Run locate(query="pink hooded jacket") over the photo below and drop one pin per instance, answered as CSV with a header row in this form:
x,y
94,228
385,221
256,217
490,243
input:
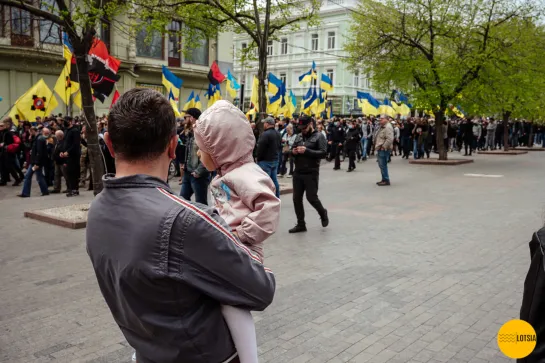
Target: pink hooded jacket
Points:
x,y
243,193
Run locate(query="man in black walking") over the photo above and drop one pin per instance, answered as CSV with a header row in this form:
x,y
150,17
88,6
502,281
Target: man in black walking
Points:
x,y
308,149
72,150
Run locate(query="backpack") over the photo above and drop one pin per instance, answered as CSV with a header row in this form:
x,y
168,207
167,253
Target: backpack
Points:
x,y
13,148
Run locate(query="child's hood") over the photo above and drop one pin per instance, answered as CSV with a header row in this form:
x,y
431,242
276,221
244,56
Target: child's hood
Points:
x,y
225,134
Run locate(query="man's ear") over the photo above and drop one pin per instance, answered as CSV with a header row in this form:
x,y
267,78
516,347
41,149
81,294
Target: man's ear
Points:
x,y
172,147
108,142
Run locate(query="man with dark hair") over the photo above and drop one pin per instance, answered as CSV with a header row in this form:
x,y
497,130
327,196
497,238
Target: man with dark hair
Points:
x,y
308,149
165,265
269,145
72,152
196,178
38,159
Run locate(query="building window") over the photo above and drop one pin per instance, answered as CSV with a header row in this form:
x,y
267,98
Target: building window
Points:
x,y
314,45
49,31
21,22
330,40
199,54
21,28
174,43
284,46
149,45
330,75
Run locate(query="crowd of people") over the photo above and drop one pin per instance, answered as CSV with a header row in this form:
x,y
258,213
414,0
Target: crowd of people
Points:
x,y
53,148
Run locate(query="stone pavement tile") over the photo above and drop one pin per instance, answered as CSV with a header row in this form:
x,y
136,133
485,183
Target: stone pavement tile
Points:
x,y
338,288
362,358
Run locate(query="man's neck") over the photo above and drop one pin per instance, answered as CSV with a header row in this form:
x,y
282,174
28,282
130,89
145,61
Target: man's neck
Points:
x,y
155,168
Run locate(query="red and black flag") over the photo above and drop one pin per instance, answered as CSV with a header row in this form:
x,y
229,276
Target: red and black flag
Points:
x,y
102,69
214,75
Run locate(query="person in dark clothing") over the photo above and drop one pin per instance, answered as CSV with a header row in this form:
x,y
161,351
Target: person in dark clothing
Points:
x,y
9,146
49,167
60,168
467,135
406,141
308,149
72,150
533,299
269,147
196,178
38,159
499,135
353,138
336,140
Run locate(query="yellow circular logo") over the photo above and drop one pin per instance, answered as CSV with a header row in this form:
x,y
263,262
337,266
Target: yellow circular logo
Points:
x,y
517,339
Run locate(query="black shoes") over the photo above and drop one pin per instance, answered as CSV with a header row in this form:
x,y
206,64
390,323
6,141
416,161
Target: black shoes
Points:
x,y
325,219
298,228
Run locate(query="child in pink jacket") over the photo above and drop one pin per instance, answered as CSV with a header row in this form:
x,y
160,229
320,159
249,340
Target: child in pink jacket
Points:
x,y
244,196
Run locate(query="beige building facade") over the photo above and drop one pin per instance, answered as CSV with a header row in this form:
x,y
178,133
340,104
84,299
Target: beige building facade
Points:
x,y
31,49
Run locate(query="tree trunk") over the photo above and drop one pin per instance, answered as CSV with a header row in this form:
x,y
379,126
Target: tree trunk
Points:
x,y
439,124
531,136
506,115
96,162
262,76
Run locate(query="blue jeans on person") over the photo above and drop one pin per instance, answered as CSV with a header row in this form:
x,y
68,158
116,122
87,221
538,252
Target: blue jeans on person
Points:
x,y
197,186
383,156
271,168
417,154
364,142
28,181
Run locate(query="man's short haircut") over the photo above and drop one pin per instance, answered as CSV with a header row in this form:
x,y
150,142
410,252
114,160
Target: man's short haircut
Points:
x,y
141,124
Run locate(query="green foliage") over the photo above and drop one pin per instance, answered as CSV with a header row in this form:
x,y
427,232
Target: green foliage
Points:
x,y
513,82
433,49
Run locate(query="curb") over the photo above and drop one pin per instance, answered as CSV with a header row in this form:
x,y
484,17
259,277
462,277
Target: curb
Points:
x,y
452,162
55,221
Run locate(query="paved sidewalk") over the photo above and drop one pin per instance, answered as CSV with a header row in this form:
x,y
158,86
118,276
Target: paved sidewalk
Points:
x,y
426,270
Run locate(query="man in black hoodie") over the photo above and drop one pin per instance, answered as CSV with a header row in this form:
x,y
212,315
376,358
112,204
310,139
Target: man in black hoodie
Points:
x,y
72,152
38,159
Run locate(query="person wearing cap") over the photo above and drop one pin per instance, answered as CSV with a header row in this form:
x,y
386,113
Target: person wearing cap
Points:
x,y
383,146
269,146
308,149
196,178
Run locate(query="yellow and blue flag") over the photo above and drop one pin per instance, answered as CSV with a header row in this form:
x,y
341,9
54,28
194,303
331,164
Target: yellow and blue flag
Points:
x,y
39,100
190,103
275,84
291,105
310,75
232,85
198,104
326,83
387,109
329,110
368,104
172,84
254,97
213,93
307,103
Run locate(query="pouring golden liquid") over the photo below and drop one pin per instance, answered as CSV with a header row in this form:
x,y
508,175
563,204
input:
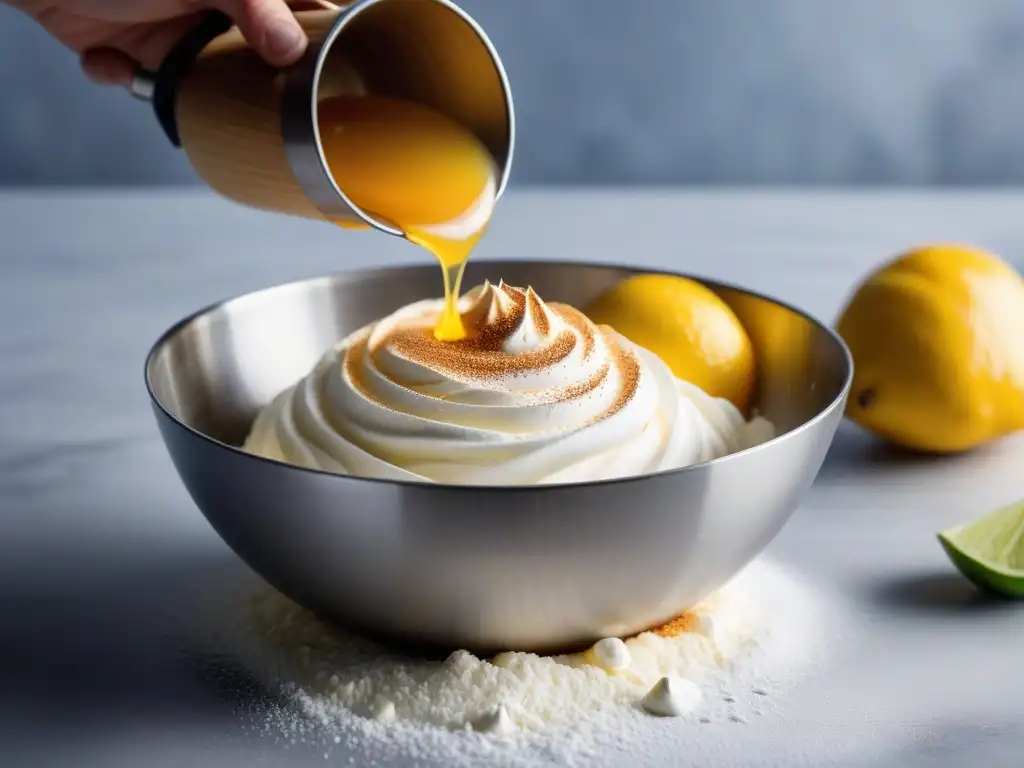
★ ★ ★ ★
■ Problem details: Copy out every line above, word for word, minus images.

■ Task solution:
Run locate(query="pink hooded jacket") over the photo below and drop one pin per instance, answered as CSV with a header row in this form:
x,y
94,228
385,221
256,217
490,243
input:
Target: pink hooded jacket
Points:
x,y
243,193
Run locate(query="man in black walking") over the photo above and drop one pin per instance, answered as CSV with a header row in this form:
x,y
150,17
88,6
502,281
Target: man in black walking
Points:
x,y
308,149
72,150
Run locate(query="backpack") over the photo above and drop one pin per instance, answered as CSV with a header row in this form:
x,y
168,207
167,253
Target: backpack
Points:
x,y
13,148
Run locate(query="child's hood") over the photo above and drop one pin per instance, answered as CSV with a header row in this form:
x,y
431,242
276,221
244,56
Target: child's hood
Points:
x,y
225,134
Run locate(query="man's ear") over the photo above and drop one pin per instance, answered as CSV with a header row in this form:
x,y
267,78
516,347
41,149
81,294
Target: man's ear
Points:
x,y
172,147
108,142
Run locate(query="man with dark hair") over the photo above and drop one pin per instance, answered as CSV with a header row in this form:
x,y
497,130
327,196
497,238
Target: man with dark hair
Points:
x,y
308,149
165,265
269,145
72,152
196,178
38,159
Run locate(query="building window") over the photo above and drop one pin per instance, answered as CSV with a header row in this form:
x,y
267,98
Target: building window
Points:
x,y
314,45
49,31
21,22
330,40
199,54
21,28
174,43
284,46
149,45
330,75
Run locate(query="crowd of people") over the photo above and drop one pin per instance, answered as CSV with a header row in this form:
x,y
258,213
414,0
Target: crowd of people
Points:
x,y
53,148
Run locate(query="stone pavement tile") over the photo above and drop one pin per instance, answered as CSV with a header row in this form:
x,y
136,133
485,183
Target: stone pavement tile
Points:
x,y
338,288
362,358
Run locate(query="man's neck") over the photo above and drop one pin per instance, answered as CSV with a header row in this form:
x,y
282,174
28,282
130,89
145,61
Target: man's neck
Points:
x,y
155,168
Run locate(query="red and black flag") over the photo above and drop one pin per instance, answered as CSV with a header row in this form:
x,y
229,276
Target: red and black flag
Points:
x,y
102,69
214,75
Run locate(query="person in dark clothing") over the photo above and drop one pin per instance, answered as CSV with a header row in this form:
x,y
161,351
Target: person in dark clothing
Points:
x,y
9,146
49,167
60,168
467,135
406,141
308,149
72,150
533,299
269,147
196,178
38,159
499,135
353,138
336,140
Run locate(query="yellow circular logo") over the photo above and drop one pin per instance, answered as CSV with a header row in this form:
x,y
263,262
337,266
Target: yellow circular logo
Points:
x,y
517,339
Run locate(query="black shoes") over the photo above and drop one pin per instance, answered as CSV with a header row in this form:
x,y
206,64
390,323
6,141
416,161
Target: black shoes
Points:
x,y
325,219
298,228
Run locate(query="child in pink jacket") over the photo above and drop one pin per instance, answered as CSV with a header row in this form:
x,y
160,229
320,159
249,340
Target: child in pink jacket
Points:
x,y
244,196
Run locate(query="beige building facade") over the photo above and drop one pin per instance, answered as CSV with a header row in this form:
x,y
178,133
340,104
84,299
Target: beige building facade
Points:
x,y
31,49
Run locate(query="tree trunk") over the photo above and drop one pin per instance, answered as CSV with a header row in this form:
x,y
379,126
Target: tree trunk
Points:
x,y
439,124
531,136
506,115
96,162
262,76
Run locate(query="blue jeans on person") over the photo above and drop one pin per instance, answered as CSV with a header row in this form:
x,y
68,158
116,122
87,221
538,252
Target: blue jeans on person
Points:
x,y
197,186
383,156
271,168
417,154
364,142
28,181
Run locate(query="man's short haircut") over the photo above and drop one pin per instance, answered as CSV with a header row in this form:
x,y
150,142
410,252
114,160
Target: man's short haircut
Points:
x,y
141,124
Run locate(query="green foliage") over the photo above and drop one pin per instance, answered as CSV with a header row in this form:
x,y
427,232
Target: green foliage
Points:
x,y
513,82
433,49
Run locate(query="curb") over the photo above and drop one pin per instance, answered as CSV with a header row in this form:
x,y
484,17
259,277
462,277
Target: curb
Points:
x,y
452,162
55,221
Run locate(query="paved sidewalk") over the photo above and drop one pin per instance, answered as CSV with a header row in this form:
x,y
158,86
118,276
Target: paved sidewalk
Points:
x,y
426,270
Run locate(query="man in black hoodie") over the photo above and drop one pin per instance, answered as CSV with a header row in this form:
x,y
212,315
376,358
112,204
310,139
Target: man in black hoodie
Points:
x,y
72,152
38,159
Run locate(query="person wearing cap") over the photo above and drop one pin per instance, answered as CSV with a header row in this form:
x,y
386,113
Target: person wearing cap
Points:
x,y
383,146
269,146
308,149
196,178
Run locate(query="yellow and blue flag") over the photo above and drop one pin per instance, answered as CSV with a header row in this form:
x,y
341,9
54,28
194,303
331,164
Target: yellow and blue flag
Points:
x,y
39,100
190,103
275,84
291,105
310,75
232,85
198,104
326,83
387,109
329,110
368,104
172,84
254,97
213,93
307,103
Run locate(query="pouring golden liquid") over the photo below and drop one pin per instance, answered as CSV with a header row in this form:
x,y
508,175
563,204
input:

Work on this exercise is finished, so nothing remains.